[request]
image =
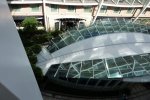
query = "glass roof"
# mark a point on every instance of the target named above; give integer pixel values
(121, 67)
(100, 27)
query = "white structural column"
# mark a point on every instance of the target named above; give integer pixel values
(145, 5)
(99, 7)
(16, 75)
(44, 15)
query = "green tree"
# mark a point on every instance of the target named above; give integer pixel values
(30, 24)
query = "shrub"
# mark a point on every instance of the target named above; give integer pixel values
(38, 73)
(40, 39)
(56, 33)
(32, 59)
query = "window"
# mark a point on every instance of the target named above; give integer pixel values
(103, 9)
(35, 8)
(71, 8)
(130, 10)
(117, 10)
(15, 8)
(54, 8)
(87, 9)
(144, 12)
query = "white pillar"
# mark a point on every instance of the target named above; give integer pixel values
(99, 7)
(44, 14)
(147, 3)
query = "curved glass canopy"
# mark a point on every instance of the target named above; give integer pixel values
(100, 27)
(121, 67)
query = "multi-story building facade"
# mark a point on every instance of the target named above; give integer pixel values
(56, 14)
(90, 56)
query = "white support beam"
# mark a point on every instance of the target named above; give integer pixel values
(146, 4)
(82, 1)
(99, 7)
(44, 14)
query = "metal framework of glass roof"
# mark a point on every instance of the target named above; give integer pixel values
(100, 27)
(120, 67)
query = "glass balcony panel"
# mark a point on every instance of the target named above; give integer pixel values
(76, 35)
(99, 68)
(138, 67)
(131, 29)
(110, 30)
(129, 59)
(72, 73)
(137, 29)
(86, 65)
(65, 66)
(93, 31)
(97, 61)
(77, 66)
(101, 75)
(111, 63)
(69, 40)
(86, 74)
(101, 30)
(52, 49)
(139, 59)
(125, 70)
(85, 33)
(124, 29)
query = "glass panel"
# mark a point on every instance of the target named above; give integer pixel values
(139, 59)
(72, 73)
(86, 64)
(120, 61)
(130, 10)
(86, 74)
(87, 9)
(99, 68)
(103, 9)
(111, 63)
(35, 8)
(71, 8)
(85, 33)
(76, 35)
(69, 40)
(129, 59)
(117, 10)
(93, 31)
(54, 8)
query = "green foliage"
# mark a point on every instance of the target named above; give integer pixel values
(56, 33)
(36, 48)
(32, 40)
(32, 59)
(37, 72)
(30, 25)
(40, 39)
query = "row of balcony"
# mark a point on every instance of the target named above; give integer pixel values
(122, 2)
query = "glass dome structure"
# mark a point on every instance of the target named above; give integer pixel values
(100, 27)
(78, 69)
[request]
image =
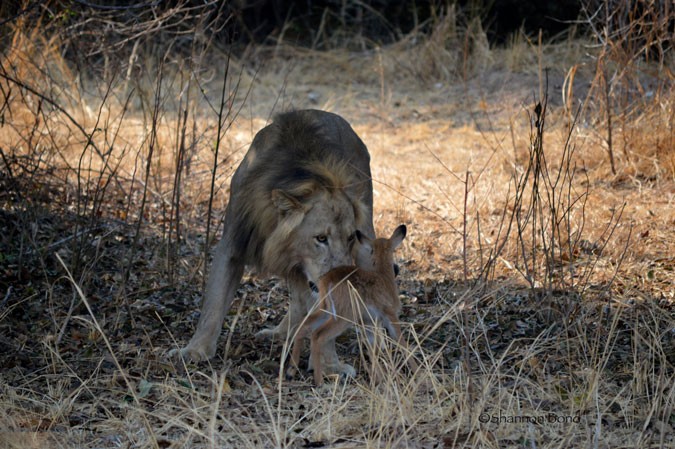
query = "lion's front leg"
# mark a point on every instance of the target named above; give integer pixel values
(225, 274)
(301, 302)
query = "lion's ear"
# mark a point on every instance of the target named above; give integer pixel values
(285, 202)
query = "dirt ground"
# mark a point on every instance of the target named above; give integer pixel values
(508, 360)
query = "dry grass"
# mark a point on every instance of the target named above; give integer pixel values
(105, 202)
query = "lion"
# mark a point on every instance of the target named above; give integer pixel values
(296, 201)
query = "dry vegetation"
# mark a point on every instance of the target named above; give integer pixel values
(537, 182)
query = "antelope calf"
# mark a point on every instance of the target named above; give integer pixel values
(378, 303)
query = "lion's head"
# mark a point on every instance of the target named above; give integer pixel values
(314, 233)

Exercise:
Would you filter the records and copy out each line containing "panel"?

The completed task:
query = "glass balcony panel"
query = "glass panel"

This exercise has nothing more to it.